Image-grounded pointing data
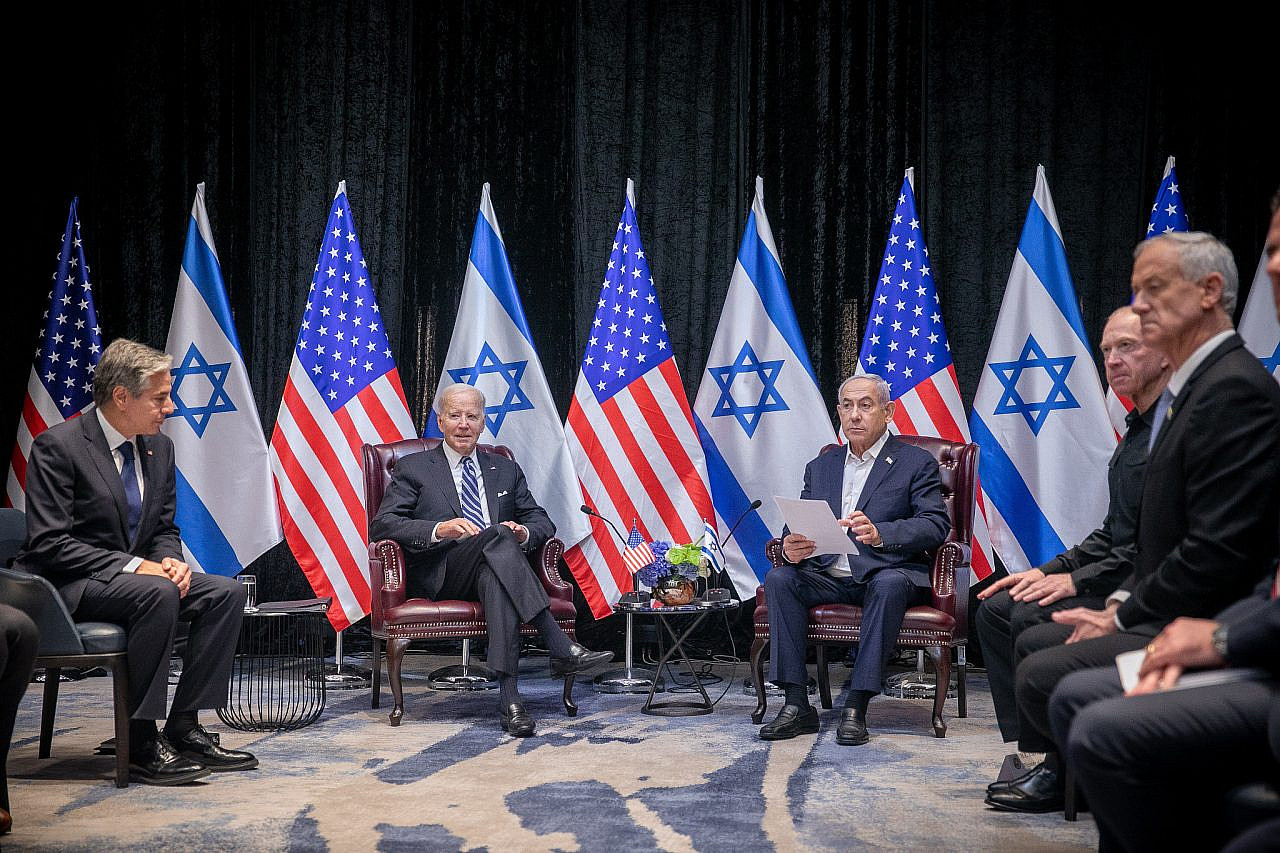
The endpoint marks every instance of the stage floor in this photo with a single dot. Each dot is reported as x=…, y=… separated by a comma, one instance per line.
x=449, y=779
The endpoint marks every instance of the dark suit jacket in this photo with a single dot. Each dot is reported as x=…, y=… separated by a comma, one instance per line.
x=903, y=497
x=1210, y=506
x=77, y=530
x=423, y=495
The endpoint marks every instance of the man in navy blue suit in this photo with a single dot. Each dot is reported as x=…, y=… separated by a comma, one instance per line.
x=890, y=496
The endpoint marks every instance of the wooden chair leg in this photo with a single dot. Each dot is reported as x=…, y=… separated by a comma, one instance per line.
x=49, y=708
x=823, y=675
x=396, y=647
x=758, y=647
x=378, y=674
x=941, y=657
x=120, y=690
x=567, y=696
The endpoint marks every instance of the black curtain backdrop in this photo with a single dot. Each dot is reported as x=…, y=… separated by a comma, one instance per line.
x=556, y=104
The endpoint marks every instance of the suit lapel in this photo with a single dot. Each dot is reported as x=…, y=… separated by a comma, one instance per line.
x=105, y=465
x=444, y=479
x=880, y=470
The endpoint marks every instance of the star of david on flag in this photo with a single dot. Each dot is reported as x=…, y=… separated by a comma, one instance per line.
x=60, y=384
x=759, y=413
x=225, y=512
x=906, y=345
x=493, y=349
x=630, y=432
x=1040, y=415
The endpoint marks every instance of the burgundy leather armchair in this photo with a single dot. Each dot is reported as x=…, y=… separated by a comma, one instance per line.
x=936, y=628
x=396, y=619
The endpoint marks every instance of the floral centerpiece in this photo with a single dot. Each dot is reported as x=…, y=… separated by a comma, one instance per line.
x=671, y=574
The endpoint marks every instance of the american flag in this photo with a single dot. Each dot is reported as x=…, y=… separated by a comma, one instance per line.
x=71, y=342
x=343, y=391
x=1168, y=214
x=630, y=429
x=906, y=345
x=638, y=553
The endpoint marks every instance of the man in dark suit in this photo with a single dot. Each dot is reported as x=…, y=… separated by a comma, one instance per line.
x=1084, y=575
x=100, y=525
x=1207, y=519
x=467, y=523
x=890, y=496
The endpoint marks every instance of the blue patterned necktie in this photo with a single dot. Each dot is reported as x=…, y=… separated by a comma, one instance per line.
x=132, y=495
x=471, y=495
x=1160, y=416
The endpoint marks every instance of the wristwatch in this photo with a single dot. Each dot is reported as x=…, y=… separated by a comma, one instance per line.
x=1219, y=641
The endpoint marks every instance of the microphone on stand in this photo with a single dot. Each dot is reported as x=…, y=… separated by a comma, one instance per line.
x=634, y=597
x=718, y=594
x=597, y=515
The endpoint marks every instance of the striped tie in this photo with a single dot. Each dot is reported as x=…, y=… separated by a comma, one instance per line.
x=471, y=507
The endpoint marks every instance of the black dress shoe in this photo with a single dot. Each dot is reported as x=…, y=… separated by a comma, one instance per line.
x=851, y=730
x=1005, y=784
x=791, y=720
x=156, y=762
x=201, y=746
x=579, y=660
x=1040, y=790
x=516, y=721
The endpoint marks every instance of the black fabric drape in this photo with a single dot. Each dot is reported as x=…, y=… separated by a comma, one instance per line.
x=557, y=104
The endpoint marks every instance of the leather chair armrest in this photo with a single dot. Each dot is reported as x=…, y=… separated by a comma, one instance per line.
x=950, y=573
x=547, y=566
x=385, y=576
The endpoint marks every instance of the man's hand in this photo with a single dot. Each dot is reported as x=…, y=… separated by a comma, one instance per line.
x=456, y=529
x=519, y=529
x=1088, y=623
x=1185, y=643
x=863, y=528
x=1015, y=583
x=796, y=547
x=1047, y=589
x=167, y=568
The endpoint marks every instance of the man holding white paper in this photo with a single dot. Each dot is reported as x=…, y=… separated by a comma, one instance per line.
x=888, y=495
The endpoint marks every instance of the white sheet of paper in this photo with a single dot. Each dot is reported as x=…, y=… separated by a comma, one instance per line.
x=1129, y=662
x=814, y=520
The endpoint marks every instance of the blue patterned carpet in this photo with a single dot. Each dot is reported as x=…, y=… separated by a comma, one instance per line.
x=449, y=779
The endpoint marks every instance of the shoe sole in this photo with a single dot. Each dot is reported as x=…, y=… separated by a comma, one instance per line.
x=220, y=769
x=1025, y=810
x=136, y=774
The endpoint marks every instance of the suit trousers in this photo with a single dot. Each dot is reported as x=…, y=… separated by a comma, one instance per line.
x=149, y=609
x=492, y=568
x=1156, y=767
x=1047, y=660
x=885, y=597
x=1001, y=621
x=19, y=642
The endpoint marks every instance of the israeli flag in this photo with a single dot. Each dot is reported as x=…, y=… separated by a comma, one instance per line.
x=1040, y=414
x=493, y=350
x=227, y=511
x=759, y=414
x=1258, y=324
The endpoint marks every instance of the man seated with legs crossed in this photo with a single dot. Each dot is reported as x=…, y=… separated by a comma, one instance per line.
x=467, y=523
x=890, y=496
x=1088, y=573
x=100, y=506
x=1207, y=518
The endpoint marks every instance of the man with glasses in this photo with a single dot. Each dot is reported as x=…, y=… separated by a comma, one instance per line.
x=467, y=523
x=888, y=495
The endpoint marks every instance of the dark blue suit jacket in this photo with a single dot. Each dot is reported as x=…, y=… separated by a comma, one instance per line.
x=903, y=497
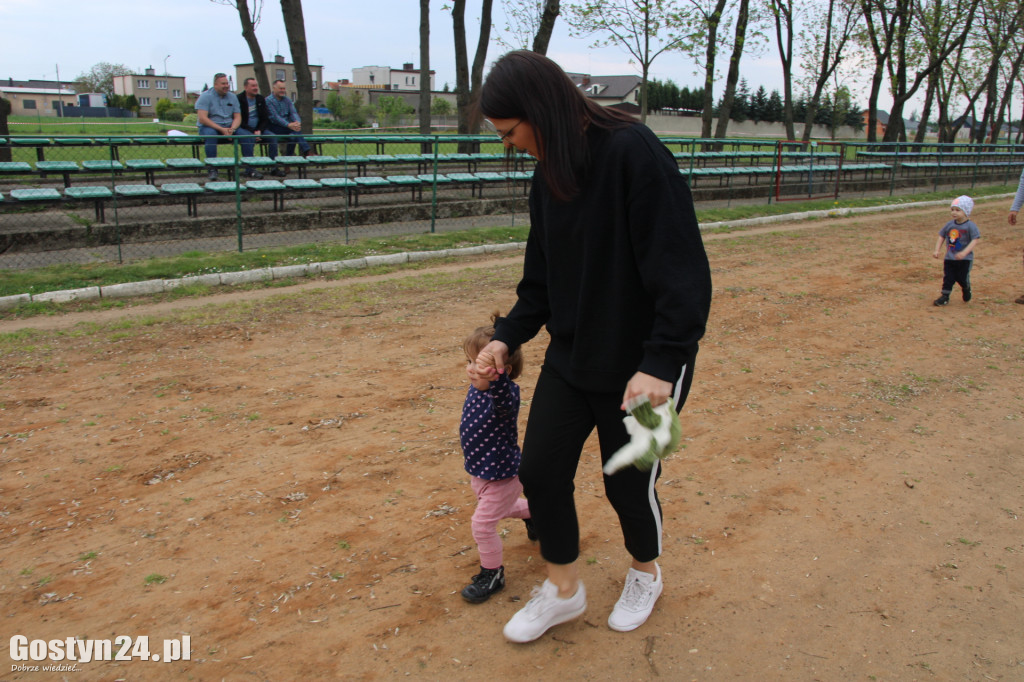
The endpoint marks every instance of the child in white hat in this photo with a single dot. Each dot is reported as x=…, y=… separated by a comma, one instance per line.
x=960, y=237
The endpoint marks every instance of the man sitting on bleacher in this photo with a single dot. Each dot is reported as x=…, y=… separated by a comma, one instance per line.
x=254, y=116
x=219, y=115
x=284, y=121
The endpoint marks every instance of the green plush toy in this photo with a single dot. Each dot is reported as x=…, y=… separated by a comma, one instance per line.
x=654, y=434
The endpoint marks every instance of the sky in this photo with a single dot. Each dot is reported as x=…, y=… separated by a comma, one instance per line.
x=199, y=38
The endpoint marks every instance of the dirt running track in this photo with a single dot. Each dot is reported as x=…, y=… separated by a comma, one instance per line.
x=278, y=476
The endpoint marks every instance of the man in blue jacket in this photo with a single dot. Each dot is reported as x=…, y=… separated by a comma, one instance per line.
x=284, y=120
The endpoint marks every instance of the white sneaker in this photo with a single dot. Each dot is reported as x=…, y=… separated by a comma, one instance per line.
x=639, y=595
x=543, y=611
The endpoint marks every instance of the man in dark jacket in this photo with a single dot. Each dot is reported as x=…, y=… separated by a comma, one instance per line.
x=254, y=117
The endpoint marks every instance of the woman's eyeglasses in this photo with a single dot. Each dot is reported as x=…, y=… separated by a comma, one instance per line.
x=502, y=137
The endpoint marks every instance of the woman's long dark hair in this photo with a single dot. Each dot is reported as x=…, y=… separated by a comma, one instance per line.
x=530, y=87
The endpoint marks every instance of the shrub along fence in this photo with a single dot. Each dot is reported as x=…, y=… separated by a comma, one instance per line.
x=75, y=199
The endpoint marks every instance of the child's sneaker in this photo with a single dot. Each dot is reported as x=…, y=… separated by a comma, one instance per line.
x=639, y=595
x=484, y=584
x=544, y=611
x=530, y=529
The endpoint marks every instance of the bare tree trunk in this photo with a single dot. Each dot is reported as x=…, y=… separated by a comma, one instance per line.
x=296, y=29
x=783, y=16
x=249, y=33
x=919, y=136
x=467, y=84
x=732, y=77
x=551, y=10
x=425, y=72
x=711, y=53
x=4, y=130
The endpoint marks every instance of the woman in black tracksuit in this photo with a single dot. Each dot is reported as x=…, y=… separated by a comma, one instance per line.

= TASK BRIEF =
Leaving the pictures behind, return every line above exactly.

= RESPONSE AREA =
The endpoint marks every instance of the stage floor in this photo with a single dot. Each dot is reported as x=…, y=… separated by a comma, one instance per line.
x=449, y=779
The endpoint marks every instance of the dark suit jacket in this photo with a single dot. Each dot is reported as x=…, y=… separated by a comma, one instance per line.
x=903, y=497
x=1210, y=506
x=77, y=530
x=423, y=495
The endpoint marks every instance of the man in navy blue suit in this photo with a single dot. Each dot is reported as x=…, y=… separated by a comma, one instance per line.
x=890, y=496
The endpoint marks every instance of the wooden chair leg in this photo with a single dot. Each dot is reported as x=…, y=… separated by a comma, one instance per line.
x=49, y=708
x=823, y=675
x=396, y=647
x=758, y=647
x=378, y=674
x=941, y=657
x=120, y=690
x=567, y=696
The endpoint marks every instance of the black curtain backdrop in this photo with a single dot. Each dot is reported as x=…, y=… separated by a comma, one instance per line.
x=556, y=104
The endpoint marks every instance of the suit lapel in this photo with a single dot. Each dot is reported as x=…, y=… separated by a comma, one instance per line.
x=105, y=465
x=444, y=479
x=880, y=470
The endpoint marks every instance of the star of david on flag in this photo with a single dot. Each dot is reported as x=…, y=… separated by a comma, one instance per line.
x=60, y=384
x=759, y=413
x=225, y=512
x=906, y=345
x=493, y=349
x=630, y=432
x=1040, y=415
The endpoint marks every instance of the burgundy leather armchair in this photo with a single dot. Each dot is reported as x=…, y=… separated by a comma, one instance per line.
x=936, y=628
x=396, y=619
The endpoint marks every instance of the floral centerpiece in this photo with a single dot. Each dot is reported as x=…, y=… separated by a comma, one instance per line.
x=671, y=574
The endpoint marks every instance of the american flag in this photo with a single dot. Each dot is reported as x=…, y=… separated by a comma, one instance per line.
x=71, y=342
x=343, y=391
x=1168, y=214
x=630, y=429
x=906, y=345
x=638, y=553
The endpoint marks every instance of the man in dark suit in this photo with a single dot. Each dot is reported as x=…, y=… separated by a comma, one instance per line.
x=1084, y=575
x=100, y=525
x=1207, y=519
x=467, y=523
x=890, y=496
The endpoint marks every instance of the blue patterned necktie in this photo with a single dot. Each dot is reported as x=…, y=… separated by a comma, one instance per line.
x=132, y=495
x=471, y=495
x=1160, y=416
The endpoint marks every instance of the wristwatch in this photo with a single dot. Each dot is reported as x=…, y=… separated by a comma, one instance per line.
x=1219, y=641
The endpoint marks every instance of the microphone on stand in this photo with a single dot. Each dot is reported as x=…, y=… separated by a comma, one instance per line.
x=634, y=597
x=718, y=594
x=597, y=515
The endpoint marks every instance of the striped tie in this photo with a single dot. Each dot is reported as x=…, y=… separated by a comma, one instance per line.
x=471, y=507
The endpoint marks every instance of the black dress shoe in this photo with a single dot. Each dot is reported as x=…, y=… separated by a comma, one instance per line.
x=851, y=730
x=1005, y=784
x=791, y=720
x=156, y=762
x=201, y=746
x=579, y=660
x=1040, y=790
x=516, y=721
The endpoint marks every instance of the black fabric drape in this photo with a single dot. Each dot is reported as x=…, y=… separated by a comma, one instance per line.
x=557, y=104
The endpoint marks every instance of the leather chair armrest in this photo with a single dot. Each dot is reported as x=…, y=… separated by a comma, one instance per line.
x=950, y=573
x=547, y=566
x=385, y=576
The endpoint marks every instance of the man's hand in this photo with a single dot. Each dot is reported as x=…, y=… separated by a comma, one instance per line.
x=456, y=529
x=519, y=529
x=1088, y=623
x=1185, y=643
x=863, y=528
x=1015, y=583
x=796, y=547
x=1047, y=589
x=167, y=568
The endpoint marks every instance of the man holding white paper in this photo with a single dot. Each dot is reported as x=…, y=… separated by a comma, one instance per line.
x=888, y=495
The endpoint marks every instance of the white sheet of paper in this photo with a single dot. Each dot is reported as x=…, y=… separated by a comma, one instance per line.
x=1129, y=662
x=814, y=520
The endpoint marks every instance of the blue patterned carpet in this photo with a single dot. Each dot is reported as x=…, y=… separated by a comma, one instance per line.
x=449, y=779
The endpoint marks every instance of the shoe sole in this photo with a single dot. Each dot is reported as x=…, y=… separated by a comma, one instance per line.
x=220, y=769
x=1025, y=810
x=136, y=774
The endpoint marks every instance of the suit trousers in this photo with a single dot. Each dot is reported as x=…, y=… separated by a comma, one instance per line.
x=149, y=609
x=492, y=568
x=1156, y=767
x=1047, y=660
x=885, y=597
x=1001, y=621
x=19, y=642
The endpoint marks every instance of the israeli flag in this photo with a single dot. Each dot is reported as x=…, y=… separated by a comma, one instance per line.
x=1040, y=414
x=493, y=350
x=227, y=511
x=759, y=414
x=1258, y=324
The endpoint marks every instance of the man seated with legs crossed in this photo with a single dot. Each dot is reported as x=…, y=… separated by a comma, one instance per line.
x=467, y=523
x=890, y=496
x=1088, y=573
x=100, y=506
x=1207, y=518
The endpoint marks every instance of the man with glasses in this photo with a single dot. Each dot is reported as x=…, y=… separated by a comma, one instance per line.
x=467, y=523
x=888, y=495
The endpoint marks every instance of the dark blue suit jacket in this photo with a single dot. Each dot is reported as x=…, y=… separated by a comma, one instance per line.
x=903, y=497
The endpoint marks every instance of the child in white hat in this photo with a single dot. Each dot is reported as x=…, y=… separated by a comma, one instance per line.
x=960, y=237
The endpoint marks every instance of the man sitting on bleacher in this photo with a single dot. Each dot is reported as x=…, y=… separated by a comma, one instance per line.
x=254, y=116
x=219, y=115
x=284, y=121
The endpoint marks every instance of the green plush toy in this photo with a single dot. Each dot is reported as x=…, y=… separated by a comma, one instance per line.
x=654, y=434
The endpoint marks every instance of the sky in this photo with a single dot. Each dot is reported as x=…, y=… separated by a comma, one instance per line.
x=199, y=38
The endpoint marks every instance of the dirt running track in this photo with a single dot. Each dot is reported as x=…, y=… separated by a comma, one instance per line.
x=278, y=476
The endpoint marks every instance of the man in blue jacket in this photo with a single dot. Each dot is reported as x=…, y=… separated by a comma, one instance per line.
x=284, y=120
The endpoint marks every instance of the white sneaker in this photo with a single dot. Each dot is reported as x=…, y=… separated by a comma, one instance per line.
x=639, y=595
x=543, y=611
The endpoint marks every instance of the man in dark jacket in this photo with a single dot. Each dot is reported as x=…, y=… separated by a comma, one instance per line.
x=254, y=117
The endpoint marks every instance of the woman's eyeglasses in this photo with a single dot. Each dot is reported as x=…, y=… separated by a comma, one instance per line.
x=502, y=137
The endpoint marks every instance of the woman's long dark hair in this photo with a single dot. Each dot is reported as x=…, y=… separated by a comma, one instance per line.
x=530, y=87
The endpoint marks every instance of the shrub along fence in this photo with a single dot. Each dot is reported as x=…, y=… separated by a comma, one instance per line.
x=75, y=199
The endpoint marks every instance of the child's sneaker in this photo with a single dot. Each dot is reported as x=…, y=… separated by a comma, one instance per line.
x=639, y=595
x=484, y=584
x=544, y=611
x=530, y=529
The endpoint marks every instance of the bare tree trunk in this photo with a single dot. Each dot is reported as x=…, y=… separated by a comma, one instance per line.
x=296, y=29
x=783, y=16
x=249, y=33
x=919, y=136
x=467, y=84
x=732, y=77
x=551, y=10
x=425, y=72
x=711, y=53
x=4, y=130
The endpoint marks every instance of the woman in black tracksuit in this photo with a single dot. Each dot is reported as x=…, y=… separated by a comma, one instance per line.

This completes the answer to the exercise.